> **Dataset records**
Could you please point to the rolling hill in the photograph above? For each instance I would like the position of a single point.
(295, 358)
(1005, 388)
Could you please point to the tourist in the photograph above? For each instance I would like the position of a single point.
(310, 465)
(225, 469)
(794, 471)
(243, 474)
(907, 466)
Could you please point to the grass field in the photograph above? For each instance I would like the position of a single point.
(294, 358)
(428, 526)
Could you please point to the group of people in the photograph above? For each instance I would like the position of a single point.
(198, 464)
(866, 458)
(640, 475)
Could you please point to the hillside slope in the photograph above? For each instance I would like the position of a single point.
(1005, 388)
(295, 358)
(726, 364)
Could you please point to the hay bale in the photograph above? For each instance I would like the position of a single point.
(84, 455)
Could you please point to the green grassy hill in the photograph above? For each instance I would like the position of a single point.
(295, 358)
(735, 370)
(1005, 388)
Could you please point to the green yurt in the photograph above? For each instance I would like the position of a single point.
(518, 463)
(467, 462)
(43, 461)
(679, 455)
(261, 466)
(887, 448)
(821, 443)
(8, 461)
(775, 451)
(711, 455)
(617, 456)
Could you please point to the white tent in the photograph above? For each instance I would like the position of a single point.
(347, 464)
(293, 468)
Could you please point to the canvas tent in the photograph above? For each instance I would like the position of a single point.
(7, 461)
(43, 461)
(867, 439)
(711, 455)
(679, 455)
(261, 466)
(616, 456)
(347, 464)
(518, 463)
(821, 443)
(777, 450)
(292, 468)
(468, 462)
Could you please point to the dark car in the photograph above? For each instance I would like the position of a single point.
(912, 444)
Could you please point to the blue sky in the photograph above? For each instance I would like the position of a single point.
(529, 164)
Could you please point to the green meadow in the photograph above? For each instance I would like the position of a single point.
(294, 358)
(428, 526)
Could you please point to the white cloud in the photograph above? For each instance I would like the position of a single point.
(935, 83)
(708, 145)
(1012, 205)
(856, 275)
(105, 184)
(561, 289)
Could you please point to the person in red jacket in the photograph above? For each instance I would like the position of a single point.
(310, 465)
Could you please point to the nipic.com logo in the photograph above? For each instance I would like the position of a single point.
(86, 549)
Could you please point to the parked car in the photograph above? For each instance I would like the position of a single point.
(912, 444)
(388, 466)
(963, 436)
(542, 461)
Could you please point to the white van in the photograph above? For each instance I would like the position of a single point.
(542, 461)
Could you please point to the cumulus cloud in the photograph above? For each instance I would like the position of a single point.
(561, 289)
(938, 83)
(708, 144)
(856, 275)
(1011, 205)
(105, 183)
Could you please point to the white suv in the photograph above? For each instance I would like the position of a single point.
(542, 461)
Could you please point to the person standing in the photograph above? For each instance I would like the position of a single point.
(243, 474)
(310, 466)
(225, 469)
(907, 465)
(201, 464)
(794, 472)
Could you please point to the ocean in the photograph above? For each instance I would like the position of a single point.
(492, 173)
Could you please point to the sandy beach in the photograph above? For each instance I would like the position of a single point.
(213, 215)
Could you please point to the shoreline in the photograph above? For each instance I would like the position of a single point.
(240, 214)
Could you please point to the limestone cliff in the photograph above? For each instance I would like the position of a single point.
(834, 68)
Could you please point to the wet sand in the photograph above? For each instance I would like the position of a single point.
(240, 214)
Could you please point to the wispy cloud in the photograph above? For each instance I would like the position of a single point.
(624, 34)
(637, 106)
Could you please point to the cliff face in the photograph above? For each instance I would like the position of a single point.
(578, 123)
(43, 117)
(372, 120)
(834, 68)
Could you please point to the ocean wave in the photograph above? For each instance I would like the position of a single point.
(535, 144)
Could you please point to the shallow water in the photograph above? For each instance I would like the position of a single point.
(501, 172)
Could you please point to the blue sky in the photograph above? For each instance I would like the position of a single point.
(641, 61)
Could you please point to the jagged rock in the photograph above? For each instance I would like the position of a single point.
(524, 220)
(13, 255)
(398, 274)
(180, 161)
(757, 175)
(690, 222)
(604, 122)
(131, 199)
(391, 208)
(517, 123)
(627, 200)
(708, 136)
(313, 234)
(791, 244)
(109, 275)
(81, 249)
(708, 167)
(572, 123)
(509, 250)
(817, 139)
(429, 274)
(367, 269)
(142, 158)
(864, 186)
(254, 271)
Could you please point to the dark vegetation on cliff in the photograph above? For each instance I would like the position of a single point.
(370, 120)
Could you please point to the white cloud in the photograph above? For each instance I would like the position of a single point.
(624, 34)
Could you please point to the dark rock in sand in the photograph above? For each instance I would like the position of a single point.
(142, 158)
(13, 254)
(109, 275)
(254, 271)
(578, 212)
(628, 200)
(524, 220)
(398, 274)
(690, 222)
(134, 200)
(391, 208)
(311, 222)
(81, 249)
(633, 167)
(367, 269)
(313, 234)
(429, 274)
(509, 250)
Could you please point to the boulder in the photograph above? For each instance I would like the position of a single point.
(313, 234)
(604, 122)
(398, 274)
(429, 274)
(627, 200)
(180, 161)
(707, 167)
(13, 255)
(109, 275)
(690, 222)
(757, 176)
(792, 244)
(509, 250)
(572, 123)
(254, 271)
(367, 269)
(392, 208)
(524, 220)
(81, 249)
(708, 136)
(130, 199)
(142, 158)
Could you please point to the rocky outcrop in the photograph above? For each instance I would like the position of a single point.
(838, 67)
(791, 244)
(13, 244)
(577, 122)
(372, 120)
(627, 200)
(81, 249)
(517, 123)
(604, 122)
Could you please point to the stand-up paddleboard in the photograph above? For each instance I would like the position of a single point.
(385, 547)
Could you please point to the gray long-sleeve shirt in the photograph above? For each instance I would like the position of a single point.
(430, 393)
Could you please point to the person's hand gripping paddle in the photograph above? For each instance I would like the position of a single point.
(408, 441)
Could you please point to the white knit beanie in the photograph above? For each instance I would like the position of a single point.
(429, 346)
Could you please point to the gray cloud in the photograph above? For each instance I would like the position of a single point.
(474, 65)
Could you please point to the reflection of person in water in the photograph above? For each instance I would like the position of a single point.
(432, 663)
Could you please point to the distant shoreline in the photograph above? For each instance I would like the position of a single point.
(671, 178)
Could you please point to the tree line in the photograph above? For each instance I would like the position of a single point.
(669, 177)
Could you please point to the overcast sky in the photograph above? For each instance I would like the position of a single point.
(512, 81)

> **Task**
Each line of the data should be reproduced exactly as it appears.

> **Response**
Could you please point to the rolling hill in the photograph above? For each instance I would like the position of a single point.
(295, 358)
(1005, 388)
Could you please point to the tourist in the photograph above? For each instance I would like the position of a single point.
(310, 465)
(225, 469)
(794, 471)
(243, 474)
(907, 466)
Could you please point to the grass field in the photograph above? For each instance I would like the position of a single point.
(294, 358)
(428, 526)
Could you please point to the group of people in the photograph above? For each instance I would like the position of a single point.
(198, 464)
(866, 458)
(640, 475)
Could you please point to the hillside slope in the photograph above? For each instance I would like the position of a single point.
(1005, 388)
(295, 358)
(726, 364)
Could you please point to the hay bale in the photograph above? For each instance I would like the position of a single point.
(84, 455)
Could you please point to the green grassy hill in the photograph above? For each instance I would like the position of a single point.
(295, 358)
(735, 370)
(1005, 388)
Could you please point to the green yurt in the photograph above? For each instance I would like the position of a single point.
(518, 463)
(467, 462)
(43, 461)
(679, 455)
(261, 466)
(887, 448)
(821, 443)
(8, 461)
(775, 451)
(711, 455)
(617, 456)
Could you please point to the white tent in the photograph above? For each instance I would like the position of a single point.
(347, 464)
(293, 468)
Could you please point to the canvas tent in the photograph above? For each instance I would like the position of a single point.
(7, 461)
(43, 461)
(867, 439)
(711, 455)
(679, 455)
(261, 466)
(616, 456)
(347, 464)
(518, 463)
(821, 443)
(777, 450)
(292, 468)
(468, 462)
Could you please point to the dark car in the photograph above? For each instance I would like the position of a single point.
(912, 444)
Could you please point to the blue sky in the photograph above? For each instance I would like the position of a single point.
(529, 164)
Could you please point to the green meadow in the photograph above? For each instance I would like the position of a single point.
(294, 358)
(428, 526)
Could you please point to the white cloud in the photograph above? For each instance I would like the position of a single point.
(935, 83)
(708, 145)
(1012, 205)
(856, 275)
(105, 184)
(561, 289)
Could you please point to the person in red jacket in the photograph above? For each instance I would like the position of a single point.
(310, 465)
Could you please point to the nipic.com logo in the photograph above? For each instance I would like the position of a single point.
(86, 549)
Could you please point to the parked car in the photograph above? For each instance I would like the position of a single point.
(912, 444)
(388, 466)
(963, 436)
(542, 461)
Could you please point to the white van in the photograph above? For each instance I would like the position of a single point.
(542, 461)
Could you please point to the cumulus cloud in the photograph above? For each instance I would like the position of a single point.
(561, 289)
(938, 83)
(708, 144)
(856, 275)
(1011, 205)
(105, 183)
Could you please point to the white suv in the photograph above? For each instance I would like the position of a single point.
(542, 461)
Could you please point to the person standing in the photograph above? For each instance I would like the position of a single point.
(243, 474)
(310, 466)
(225, 469)
(907, 465)
(201, 464)
(794, 472)
Could you please point to the ocean in the photograph above? For each instance I would like the position of a single point.
(492, 173)
Could you please point to the sandy beach in the photograph above? For each instance I would like the position of a single point.
(213, 215)
Could you please point to the shoreline in the photograph above? For each instance I would like the position of a single point.
(240, 214)
Could you please point to the limestone cliff in the photograph above? For each instance I would like the position of a single point.
(834, 68)
Could you please point to the wet sand in the photograph above? For each instance I would like the position of a single point.
(240, 214)
Could you please point to the wispy cloud in the photograph above? For each instance I would like the position of a single point.
(624, 34)
(637, 106)
Could you please point to the cliff face in the photograph above? For each instance I would like the position of a single point.
(578, 123)
(43, 117)
(372, 120)
(834, 68)
Could you please point to the ocean wave in the photograph above? For each instance I would like the position of a single point.
(535, 144)
Could you please point to the shallow water in the photograph above? For each instance I would like the position of a single point.
(501, 172)
Could you please point to the blue sky in the photograph above? For each instance I would like the position of a single point.
(641, 61)
Could you please point to the jagged rock in the photograph above? For each instance I would like the position of a single point.
(524, 220)
(13, 255)
(398, 274)
(180, 161)
(757, 175)
(690, 222)
(604, 122)
(131, 199)
(391, 208)
(517, 123)
(627, 200)
(708, 136)
(313, 234)
(791, 244)
(109, 275)
(81, 249)
(708, 167)
(572, 123)
(509, 250)
(817, 139)
(429, 274)
(367, 269)
(142, 158)
(864, 186)
(254, 271)
Could you please point to the dark vegetation on cliff in the photograph above? For each instance I would like the position of a single point.
(370, 120)
Could you please point to the white cloud in the photograph above? For each instance I would like the position of a single point.
(624, 34)
Could you please point to the dark rock in sand in the photograph above? For each instance I would like the position of a single point.
(142, 158)
(13, 254)
(109, 275)
(254, 271)
(578, 212)
(628, 200)
(524, 220)
(398, 274)
(690, 222)
(134, 200)
(391, 208)
(311, 222)
(81, 249)
(633, 167)
(367, 269)
(313, 234)
(429, 274)
(509, 250)
Could you please point to the boulder in the photograph above? For each instance I would like the position of a single point.
(313, 234)
(604, 122)
(398, 274)
(429, 274)
(627, 200)
(180, 161)
(707, 167)
(13, 255)
(109, 275)
(690, 222)
(757, 176)
(792, 244)
(509, 250)
(572, 123)
(254, 271)
(367, 269)
(392, 208)
(524, 220)
(81, 249)
(708, 136)
(130, 199)
(142, 158)
Could you please point to the rocky outcrop in the photograph above? For each instance I would like the position of a single point.
(838, 67)
(791, 244)
(13, 244)
(577, 122)
(372, 120)
(627, 200)
(81, 249)
(517, 123)
(604, 122)
Could you please point to the stand-up paddleboard in the photograph above? For each instance I would like the position of a single point.
(385, 547)
Could you please point to the gray long-sleeve shirt in the photograph above? For each instance I would like the position of a single point.
(430, 393)
Could you please point to the person's hand gripping paddle in the photograph above? For each instance I would like the position of a single point.
(408, 441)
Could you please point to the white knit beanie in the photograph above? For each instance I would like the position of a single point.
(429, 346)
Could you please point to the gray cloud in the photograph above? For each instance I would like the position of a single point.
(474, 65)
Could you please point to the reflection of person in water in the photograph above? For each instance I would like the position of a single point.
(432, 663)
Could you please point to the distant shoreline in the photograph above? For each instance I would like the position of a single point.
(671, 178)
Could you please point to the tree line in the photograph above? For each instance I would like the position of a single point.
(669, 177)
Could you please point to the overcast sky in the photograph above? For each instance I would like the position of a single point.
(512, 81)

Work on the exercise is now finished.